── Records ──

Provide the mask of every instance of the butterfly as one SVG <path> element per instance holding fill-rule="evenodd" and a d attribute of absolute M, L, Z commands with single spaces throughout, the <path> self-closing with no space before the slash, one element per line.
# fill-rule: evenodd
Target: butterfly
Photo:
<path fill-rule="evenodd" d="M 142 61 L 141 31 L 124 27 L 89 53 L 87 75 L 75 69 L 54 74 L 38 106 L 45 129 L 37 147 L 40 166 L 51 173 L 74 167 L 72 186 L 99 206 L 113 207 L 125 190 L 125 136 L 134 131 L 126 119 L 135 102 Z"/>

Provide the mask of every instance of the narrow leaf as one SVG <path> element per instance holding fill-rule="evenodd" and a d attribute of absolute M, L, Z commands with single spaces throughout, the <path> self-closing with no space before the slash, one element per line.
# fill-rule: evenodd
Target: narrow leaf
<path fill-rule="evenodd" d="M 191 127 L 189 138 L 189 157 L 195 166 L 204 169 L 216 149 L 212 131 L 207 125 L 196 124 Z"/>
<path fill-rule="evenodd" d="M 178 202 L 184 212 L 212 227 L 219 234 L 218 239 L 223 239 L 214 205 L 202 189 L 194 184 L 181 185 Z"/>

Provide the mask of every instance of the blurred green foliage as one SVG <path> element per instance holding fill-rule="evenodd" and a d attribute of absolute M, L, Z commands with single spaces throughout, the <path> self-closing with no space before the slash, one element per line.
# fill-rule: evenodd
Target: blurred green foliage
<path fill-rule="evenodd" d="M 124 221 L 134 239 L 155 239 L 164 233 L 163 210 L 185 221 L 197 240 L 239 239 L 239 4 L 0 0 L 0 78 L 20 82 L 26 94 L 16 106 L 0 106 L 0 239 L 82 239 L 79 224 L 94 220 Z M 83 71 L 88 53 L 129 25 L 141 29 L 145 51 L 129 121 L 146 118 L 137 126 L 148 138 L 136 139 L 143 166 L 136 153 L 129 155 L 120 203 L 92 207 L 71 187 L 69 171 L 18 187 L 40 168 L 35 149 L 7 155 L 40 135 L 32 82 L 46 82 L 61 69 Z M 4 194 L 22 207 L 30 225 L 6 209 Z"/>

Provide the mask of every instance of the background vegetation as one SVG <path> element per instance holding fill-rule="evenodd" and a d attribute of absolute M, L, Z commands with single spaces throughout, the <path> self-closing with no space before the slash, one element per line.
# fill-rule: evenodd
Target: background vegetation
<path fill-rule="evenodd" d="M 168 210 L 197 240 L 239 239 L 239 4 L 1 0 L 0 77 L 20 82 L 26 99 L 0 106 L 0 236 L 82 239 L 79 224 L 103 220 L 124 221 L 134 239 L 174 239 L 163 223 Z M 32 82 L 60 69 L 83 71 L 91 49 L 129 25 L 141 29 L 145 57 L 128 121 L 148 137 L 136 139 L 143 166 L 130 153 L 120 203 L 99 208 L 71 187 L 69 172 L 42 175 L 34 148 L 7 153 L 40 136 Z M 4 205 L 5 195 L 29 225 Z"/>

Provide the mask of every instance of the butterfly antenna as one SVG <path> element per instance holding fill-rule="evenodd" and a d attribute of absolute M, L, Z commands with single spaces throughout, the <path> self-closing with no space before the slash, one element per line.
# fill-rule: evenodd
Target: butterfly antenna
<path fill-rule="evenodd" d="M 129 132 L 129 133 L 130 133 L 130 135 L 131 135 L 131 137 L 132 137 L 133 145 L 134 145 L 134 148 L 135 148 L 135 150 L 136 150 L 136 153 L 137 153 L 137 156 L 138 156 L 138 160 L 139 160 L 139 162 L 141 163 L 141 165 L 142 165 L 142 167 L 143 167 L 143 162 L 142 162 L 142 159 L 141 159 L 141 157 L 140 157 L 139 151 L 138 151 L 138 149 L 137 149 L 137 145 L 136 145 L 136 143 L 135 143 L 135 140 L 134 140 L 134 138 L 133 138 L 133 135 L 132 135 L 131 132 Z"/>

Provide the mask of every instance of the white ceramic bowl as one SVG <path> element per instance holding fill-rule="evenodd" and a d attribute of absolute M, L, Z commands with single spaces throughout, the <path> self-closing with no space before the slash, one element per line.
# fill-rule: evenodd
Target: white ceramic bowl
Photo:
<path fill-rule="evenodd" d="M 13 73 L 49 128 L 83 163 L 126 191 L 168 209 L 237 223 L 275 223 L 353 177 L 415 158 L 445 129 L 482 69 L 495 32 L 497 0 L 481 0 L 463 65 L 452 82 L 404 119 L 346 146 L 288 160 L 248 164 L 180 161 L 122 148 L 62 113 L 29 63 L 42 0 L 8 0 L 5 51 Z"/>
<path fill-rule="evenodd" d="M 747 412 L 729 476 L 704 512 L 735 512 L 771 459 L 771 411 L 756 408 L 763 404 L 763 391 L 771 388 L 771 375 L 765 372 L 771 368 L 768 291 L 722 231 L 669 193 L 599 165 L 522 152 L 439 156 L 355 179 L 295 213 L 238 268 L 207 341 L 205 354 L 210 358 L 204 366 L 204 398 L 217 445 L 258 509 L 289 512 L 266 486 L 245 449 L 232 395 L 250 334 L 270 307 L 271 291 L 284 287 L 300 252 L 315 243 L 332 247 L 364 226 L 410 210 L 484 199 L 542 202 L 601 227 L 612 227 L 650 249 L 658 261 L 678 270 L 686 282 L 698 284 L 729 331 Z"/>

───

Pull out, verbatim, every line from the one containing "Provide the mask of every instance of the white" up to and including the last line of the rows.

Provide the mask of every instance of the white ceramic bowl as one SVG <path> element per instance holding fill-rule="evenodd" and a d attribute of absolute M, L, Z commands with single spaces throughout, the <path> self-closing with no space before the slash, one element per line.
# fill-rule: evenodd
Target: white ceramic bowl
Photo:
<path fill-rule="evenodd" d="M 13 73 L 49 128 L 83 163 L 126 191 L 168 209 L 237 223 L 275 223 L 353 177 L 415 158 L 445 129 L 482 69 L 495 32 L 497 0 L 481 0 L 463 65 L 452 82 L 404 119 L 346 146 L 288 160 L 248 164 L 180 161 L 122 148 L 62 113 L 29 63 L 42 0 L 8 0 L 5 51 Z"/>
<path fill-rule="evenodd" d="M 747 412 L 729 476 L 704 512 L 735 512 L 771 459 L 771 411 L 756 408 L 763 404 L 763 391 L 771 388 L 771 375 L 765 372 L 771 368 L 768 291 L 722 231 L 669 193 L 599 165 L 522 152 L 439 156 L 355 179 L 295 213 L 238 268 L 207 341 L 205 354 L 210 358 L 204 366 L 204 398 L 217 445 L 258 509 L 289 512 L 266 486 L 245 449 L 232 395 L 250 334 L 270 307 L 271 291 L 284 287 L 300 252 L 315 243 L 332 247 L 364 226 L 410 210 L 484 199 L 542 202 L 601 227 L 612 227 L 650 249 L 658 261 L 678 270 L 686 282 L 698 284 L 729 331 Z"/>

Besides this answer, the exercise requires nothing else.